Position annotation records

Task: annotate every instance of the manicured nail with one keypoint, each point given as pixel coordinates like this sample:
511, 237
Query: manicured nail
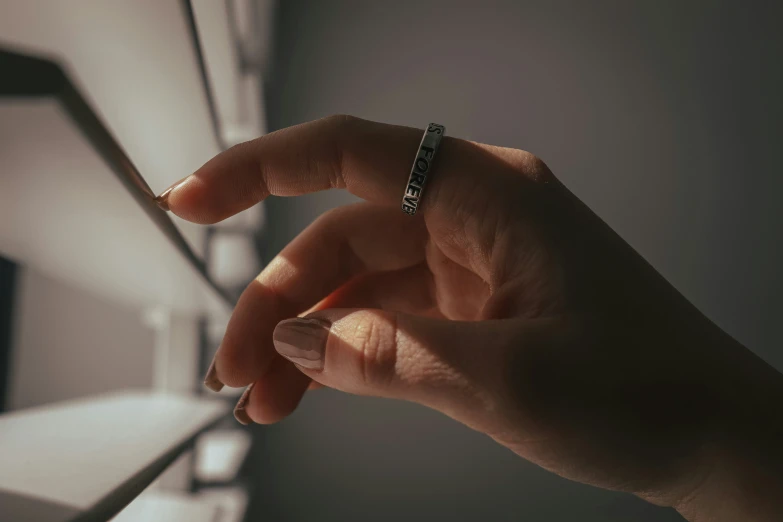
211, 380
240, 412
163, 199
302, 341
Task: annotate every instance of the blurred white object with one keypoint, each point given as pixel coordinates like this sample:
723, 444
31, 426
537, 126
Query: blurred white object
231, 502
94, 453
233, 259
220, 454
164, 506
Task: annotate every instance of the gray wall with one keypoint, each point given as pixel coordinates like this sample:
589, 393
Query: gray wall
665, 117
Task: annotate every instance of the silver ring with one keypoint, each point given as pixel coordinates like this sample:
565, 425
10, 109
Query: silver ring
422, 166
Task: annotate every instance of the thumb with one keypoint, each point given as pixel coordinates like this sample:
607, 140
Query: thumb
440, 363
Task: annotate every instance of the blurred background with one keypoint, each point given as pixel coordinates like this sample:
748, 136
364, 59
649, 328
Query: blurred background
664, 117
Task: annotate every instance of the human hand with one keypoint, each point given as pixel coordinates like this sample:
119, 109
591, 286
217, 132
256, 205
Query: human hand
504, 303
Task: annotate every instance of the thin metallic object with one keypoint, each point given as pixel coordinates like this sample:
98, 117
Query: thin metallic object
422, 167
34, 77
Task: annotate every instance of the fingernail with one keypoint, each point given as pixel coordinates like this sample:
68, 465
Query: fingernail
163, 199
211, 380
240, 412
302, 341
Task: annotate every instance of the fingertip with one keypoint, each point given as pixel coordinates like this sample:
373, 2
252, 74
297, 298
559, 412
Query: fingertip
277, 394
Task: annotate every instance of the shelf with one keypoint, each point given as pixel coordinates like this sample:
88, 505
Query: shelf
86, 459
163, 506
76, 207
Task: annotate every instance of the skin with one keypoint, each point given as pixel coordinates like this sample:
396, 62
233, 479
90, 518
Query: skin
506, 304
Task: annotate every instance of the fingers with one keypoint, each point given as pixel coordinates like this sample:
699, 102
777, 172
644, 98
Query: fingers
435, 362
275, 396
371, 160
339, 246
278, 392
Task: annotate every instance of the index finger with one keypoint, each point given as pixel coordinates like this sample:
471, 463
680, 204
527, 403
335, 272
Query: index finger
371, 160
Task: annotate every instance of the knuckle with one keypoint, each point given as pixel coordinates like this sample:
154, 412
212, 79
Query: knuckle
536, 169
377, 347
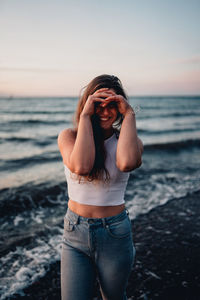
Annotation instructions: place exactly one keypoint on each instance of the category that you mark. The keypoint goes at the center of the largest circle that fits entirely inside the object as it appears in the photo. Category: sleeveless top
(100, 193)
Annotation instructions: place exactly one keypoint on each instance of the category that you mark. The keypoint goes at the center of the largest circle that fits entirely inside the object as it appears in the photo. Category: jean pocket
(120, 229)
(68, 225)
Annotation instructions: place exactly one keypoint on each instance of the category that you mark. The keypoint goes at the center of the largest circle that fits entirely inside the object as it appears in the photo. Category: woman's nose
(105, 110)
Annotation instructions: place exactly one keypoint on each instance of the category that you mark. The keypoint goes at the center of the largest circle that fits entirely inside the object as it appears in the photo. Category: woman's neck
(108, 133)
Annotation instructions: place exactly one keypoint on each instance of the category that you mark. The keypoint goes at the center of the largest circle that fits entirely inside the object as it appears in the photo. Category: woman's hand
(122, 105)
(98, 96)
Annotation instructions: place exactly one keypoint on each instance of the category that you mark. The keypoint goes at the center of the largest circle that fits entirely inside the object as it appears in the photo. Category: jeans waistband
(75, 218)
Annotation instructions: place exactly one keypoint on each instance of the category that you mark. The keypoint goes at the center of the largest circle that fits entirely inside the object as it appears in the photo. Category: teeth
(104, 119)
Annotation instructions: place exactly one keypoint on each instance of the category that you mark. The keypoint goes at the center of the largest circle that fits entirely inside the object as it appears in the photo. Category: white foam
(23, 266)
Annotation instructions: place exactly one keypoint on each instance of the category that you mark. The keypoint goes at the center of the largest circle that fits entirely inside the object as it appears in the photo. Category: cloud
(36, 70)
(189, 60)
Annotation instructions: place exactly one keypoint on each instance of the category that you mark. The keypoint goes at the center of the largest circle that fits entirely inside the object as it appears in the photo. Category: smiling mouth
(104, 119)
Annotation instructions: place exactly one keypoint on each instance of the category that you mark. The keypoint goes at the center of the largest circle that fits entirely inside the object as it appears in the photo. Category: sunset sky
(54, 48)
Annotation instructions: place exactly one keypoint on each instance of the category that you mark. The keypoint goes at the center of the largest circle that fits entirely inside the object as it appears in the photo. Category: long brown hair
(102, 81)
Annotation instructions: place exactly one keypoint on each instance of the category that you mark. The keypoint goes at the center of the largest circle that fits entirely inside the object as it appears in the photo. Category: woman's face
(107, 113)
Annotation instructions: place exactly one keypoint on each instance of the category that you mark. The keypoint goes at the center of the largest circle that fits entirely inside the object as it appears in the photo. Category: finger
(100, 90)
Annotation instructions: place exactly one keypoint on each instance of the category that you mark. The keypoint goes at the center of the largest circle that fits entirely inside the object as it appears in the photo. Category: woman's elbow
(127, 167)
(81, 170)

Exercise aim: In the entries above, swap "pixel coordinates" for "image coordinates" wherever it appears and write them out again with nothing else changed. Omit the pictures from your answer.

Response for this exercise:
Task: annotate every instance of the manicured nail with one keypoint, each point given as image coordinates like this sample:
511, 237
Query: manicured nail
211, 380
240, 412
163, 199
302, 341
Task: annotate every instance of the blurred white object with one keypoint, each point given as image coordinates like this sample:
723, 444
31, 426
537, 126
Query: blurred white object
231, 502
94, 453
233, 259
220, 454
164, 506
Task: annotate every instance of the gray wall with one keypoint, each point given as image coordinates like this sample:
589, 393
Query: gray wall
665, 117
Task: annotate every instance of the silver ring with one keypoint, each point given as image coordinates like this sample:
565, 425
10, 109
Query: silver ring
422, 166
Task: annotate every instance of the thumb with one keypoint, each point given as image coordinates like this sample:
607, 140
Query: thumb
440, 363
Task: annotate every instance of the blurred background with one keypoint, each point given as image coordinates like this sample:
748, 136
364, 59
649, 328
Query: blurred background
664, 117
Task: annotate every instance of the human hand with one keypoint, each point given as image coordinates like this sample:
119, 109
591, 286
217, 132
256, 205
Query: human hand
504, 303
Task: annotate every instance of the thin metallic object with one keypoint, each point given as image coordinates like this sample:
98, 117
Query: thin metallic object
422, 167
34, 77
Task: annotate every instance of the fingernail with one keypoint, each point given as image coordinates like this sample:
68, 465
Query: fingernail
163, 199
211, 380
240, 412
302, 341
Task: annotate every instance of the fingertip with one keypoint, each point given as image coordinates like this sample:
373, 2
252, 74
297, 298
559, 412
Query: fingertip
277, 394
Task: annotate every instance of the shelf with one keypoint, each point given as image coordinates like this sample:
88, 505
Query: shelf
86, 459
163, 506
76, 207
Task: annotate every instance of the skin with one keypoint, each point given as image coordinates like this sample:
396, 62
233, 479
90, 518
Query: skin
506, 304
Task: annotate every instance of the fingers with one keypoint, each point given as image coordinates like this sample:
699, 102
777, 172
644, 98
Query: fingers
435, 362
275, 396
371, 160
339, 246
278, 392
Task: annotate every instance of the index finger with one keypoint, each point given as image coordinates like this sample:
471, 463
680, 204
527, 403
335, 272
Query: index finger
371, 160
Task: annotate every instance of the knuckle with one keypoint, each point given as image coordinates like this sample:
154, 412
212, 79
Query: knuckle
536, 169
377, 347
Annotation instructions: place exactly one keypoint on each instance of the category that you mark. The keypoint goes at the center of the largest circle that fits entirely inside the object as it appears in the photo. Category: sleeveless top
(100, 193)
Annotation instructions: place exactly one keypoint on each instance of the category that you mark. The keypoint goes at the center of the largest circle that fits entirely inside the object as it appears in the photo. Category: jean pocket
(120, 229)
(68, 225)
Annotation instructions: place exactly one keypoint on each instance of the category that you mark. The keypoint goes at the center of the largest circle that fits entirely inside the object as it appears in the photo. Category: woman's nose
(105, 110)
Annotation instructions: place exactly one keypoint on each instance of the category that you mark. The keypoint goes at the center of the largest circle that fits entirely inside the object as it appears in the photo. Category: woman's neck
(108, 133)
Annotation instructions: place exactly one keypoint on each instance of the category that you mark. The keypoint goes at the center of the largest circle that fits entirely inside the object as it appears in the photo. Category: woman's hand
(122, 105)
(98, 96)
Annotation instructions: place exactly one keypoint on each instance of the category that you mark. The keypoint goes at the center of the largest circle that fits entirely inside the object as it appears in the photo. Category: jeans waistband
(75, 218)
Annotation instructions: place exactly one keypoint on each instance of the category that you mark. The keypoint goes at the center of the largest circle that fits entirely inside the object as it appears in the photo. Category: teeth
(104, 119)
Annotation instructions: place exactly one keypoint on each instance of the category that you mark. The keypoint goes at the center of the largest circle that fits entirely inside the object as it appears in the photo. Category: white foam
(23, 266)
Annotation instructions: place exactly one keypoint on each instance of the category that you mark. The keypoint goes at the center of the largest circle that fits entirely inside the object as it appears in the photo. Category: cloud
(36, 70)
(189, 60)
Annotation instructions: place exactly one keypoint on each instance of the category that you mark. The keypoint goes at the center of the largest circle that fits entirely inside the object as it appears in the photo. Category: smiling mouth
(104, 119)
Annotation instructions: place exactly one keypoint on each instance of the category that you mark. The keypoint goes at the center of the largest circle that fits entirely inside the object as it appears in the photo. Category: sunset sky
(54, 48)
Annotation instructions: place exactly one keypoint on each instance of the category that you mark. The keypoint goes at the center of the largest circle that fits entirely inside the object as it appears in the photo. Category: long brown hair
(102, 81)
Annotation instructions: place exactly one keypoint on each instance of the category that you mark. The keypoint goes at the center of the largest circle that fits entirely inside the object as it appears in the photo. Category: woman's face
(107, 113)
Annotation instructions: place exactly one keypoint on each instance of the category that you mark. The keypoint goes at the center of the largest circle that fits entirely inside the object as it appears in the photo. Category: finger
(100, 90)
Annotation instructions: place exactly one keypoint on each instance of the category that you mark. The keypoint goes at the center of the largest circle that fits entirely inside the object as it appears in the photo. Category: woman's elbow
(127, 167)
(81, 170)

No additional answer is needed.